[Opening Provided passage section]

The map, Bedford said, made an intervention — removing the handle of the Broad Street water pump — obvious.
"What we're doing with nextstrain is meant to be in this tradition," he said. "Right now it's more of a 'now-cast,' but we really want to be doing a real-time forecast of what's going on with an epidemic."
Evolutionary and computational biologists like Bedford and Neher are in the open science movement's vanguard. One reason is that their fields are the ones most concerned with outbreaks, where waiting to publish can have deadly consequences.
Real-time tracking of genetic mutations during disease outbreaks helps scientists discern what makes viruses so severe and inform public health efforts to contain them. Being able to do so depends on researchers openly sharing the genetic sequencing data, something that not all scientists embrace in a competitive world where researchers rush to publish in prestigious journals and stake claims to discoveries.
Lessons from Ebola
The seed for nextstrain sprouted while Bedford was doing postdoctoral research at the University of Michigan. He had published a paper on flu migration using data up to 2010. He found himself thinking what a pity it was that the analysis couldn't be updated as new data came out. But the fact that a paper had already been published was a disincentive for anyone to write a new paper with just a small update to the data.
From that frustration, nextflu was born. And nextflu led to nextstrain.

[Closing Provided passage section]
[Opening Entries shown section]

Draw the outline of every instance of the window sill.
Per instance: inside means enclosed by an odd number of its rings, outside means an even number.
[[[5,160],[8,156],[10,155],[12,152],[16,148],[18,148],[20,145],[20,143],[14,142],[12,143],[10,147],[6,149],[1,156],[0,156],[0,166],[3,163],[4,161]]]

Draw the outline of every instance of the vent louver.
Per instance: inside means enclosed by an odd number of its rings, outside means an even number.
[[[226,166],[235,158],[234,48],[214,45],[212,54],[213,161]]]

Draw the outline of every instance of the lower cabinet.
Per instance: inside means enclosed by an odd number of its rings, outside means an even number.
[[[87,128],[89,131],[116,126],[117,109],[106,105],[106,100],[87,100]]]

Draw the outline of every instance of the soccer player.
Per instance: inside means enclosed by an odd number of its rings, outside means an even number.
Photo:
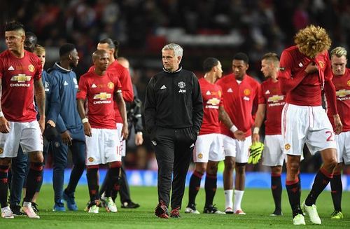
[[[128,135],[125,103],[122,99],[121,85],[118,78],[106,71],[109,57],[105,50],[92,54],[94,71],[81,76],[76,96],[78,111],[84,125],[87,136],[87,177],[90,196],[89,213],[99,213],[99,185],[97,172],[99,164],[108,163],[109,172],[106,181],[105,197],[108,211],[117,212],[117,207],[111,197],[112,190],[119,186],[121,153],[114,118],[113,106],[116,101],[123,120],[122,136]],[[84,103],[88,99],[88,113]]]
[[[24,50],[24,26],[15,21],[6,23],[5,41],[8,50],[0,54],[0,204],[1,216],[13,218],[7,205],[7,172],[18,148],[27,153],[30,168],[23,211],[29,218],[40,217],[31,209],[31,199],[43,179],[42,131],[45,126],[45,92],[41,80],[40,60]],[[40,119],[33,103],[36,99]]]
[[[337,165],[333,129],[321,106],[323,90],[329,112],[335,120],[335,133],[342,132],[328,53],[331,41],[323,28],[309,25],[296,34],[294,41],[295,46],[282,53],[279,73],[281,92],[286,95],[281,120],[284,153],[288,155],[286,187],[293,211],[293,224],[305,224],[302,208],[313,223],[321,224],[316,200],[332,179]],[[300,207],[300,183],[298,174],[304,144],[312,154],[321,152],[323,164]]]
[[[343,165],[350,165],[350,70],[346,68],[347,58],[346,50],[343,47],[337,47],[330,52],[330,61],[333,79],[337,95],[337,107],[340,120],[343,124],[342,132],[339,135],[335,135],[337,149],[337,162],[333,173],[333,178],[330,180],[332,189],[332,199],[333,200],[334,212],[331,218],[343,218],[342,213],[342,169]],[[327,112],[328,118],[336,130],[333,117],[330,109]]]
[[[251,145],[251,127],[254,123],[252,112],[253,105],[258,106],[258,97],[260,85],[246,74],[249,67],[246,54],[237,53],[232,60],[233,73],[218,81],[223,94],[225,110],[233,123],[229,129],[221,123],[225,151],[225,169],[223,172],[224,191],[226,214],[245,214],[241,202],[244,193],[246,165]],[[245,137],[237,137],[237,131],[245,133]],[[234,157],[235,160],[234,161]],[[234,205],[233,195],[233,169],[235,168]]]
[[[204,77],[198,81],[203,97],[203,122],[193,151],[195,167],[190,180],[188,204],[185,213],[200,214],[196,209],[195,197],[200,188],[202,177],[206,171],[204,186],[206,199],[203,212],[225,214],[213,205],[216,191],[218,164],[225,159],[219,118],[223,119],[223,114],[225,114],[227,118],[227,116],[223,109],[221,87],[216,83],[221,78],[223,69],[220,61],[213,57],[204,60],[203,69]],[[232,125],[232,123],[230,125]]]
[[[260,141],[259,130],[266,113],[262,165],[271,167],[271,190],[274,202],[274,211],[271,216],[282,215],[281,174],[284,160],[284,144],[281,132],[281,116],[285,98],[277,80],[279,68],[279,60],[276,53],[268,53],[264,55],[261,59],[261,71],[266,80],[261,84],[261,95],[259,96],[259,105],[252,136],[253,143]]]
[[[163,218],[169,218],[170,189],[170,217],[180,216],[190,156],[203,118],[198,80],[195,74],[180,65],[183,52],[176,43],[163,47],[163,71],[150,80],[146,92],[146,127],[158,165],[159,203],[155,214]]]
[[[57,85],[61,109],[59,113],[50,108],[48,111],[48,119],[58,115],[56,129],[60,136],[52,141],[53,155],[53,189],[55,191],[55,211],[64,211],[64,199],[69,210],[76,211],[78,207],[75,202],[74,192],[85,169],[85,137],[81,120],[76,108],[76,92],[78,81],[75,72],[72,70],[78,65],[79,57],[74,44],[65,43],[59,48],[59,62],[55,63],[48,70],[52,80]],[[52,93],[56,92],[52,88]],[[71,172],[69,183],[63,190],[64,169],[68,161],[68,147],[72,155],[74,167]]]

[Closing Entries shown section]

To do:
1 > Extract from the nextstrain passage the stretch from "Lessons from Ebola" through "to the data.", copying it word for word.
2 > Continue the passage about nextstrain and disease tracking from the point where it stops.

Exercise answers:
1 >
Lessons from Ebola
The seed for nextstrain sprouted while Bedford was doing postdoctoral research at the University of Michigan. He had published a paper on flu migration using data up to 2010. He found himself thinking what a pity it was that the analysis couldn't be updated as new data came out. But the fact that a paper had already been published was a disincentive for anyone to write a new paper with just a small update to the data.

2 >
The devastating 2013-2016 Ebola epidemic in West Africa leant the project new urgency. Relatively early in the outbreak, researchers sequenced Ebola genomes from patients and immediately uploaded them to the public database GenBank, leading to a surge of collaboration from experts in diverse fields. The collection of shared, publically available data helped answer critically important questions as the epidemic was unfolding. It added to the confirmation that that the outbreak was being sustained by human-to-human contact, not contact with bats or other animal carriers, suggested probable transmission routes and revealed where and how fast mutations in the virus were occurring — all information crucial to both public health and medical interventions.
Even when data is shared, speed is everything in responding to outbreaks, so any tool that speeds data analysis contributes to the effort.
But despite the precedent set by the response to the Ebola epidemic, fewer researchers have shared Zika virus genome sequences from the more recent crisis in Brazil, Central America and the Caribbean, the researchers said.
"I'm not seeing the same thing with Zika," said Dr. Gytis Dudas, a postdoctoral fellow in Bedford's laboratory who worked on many of the Ebola analyses. In part, Dudas said, the Zika virus is more difficult to sequence than Ebola, making researchers more likely to guard their rare sequences for publications.
And that, Bedford said, is "a tragedy," even as he understands that academic careers depend on publishing.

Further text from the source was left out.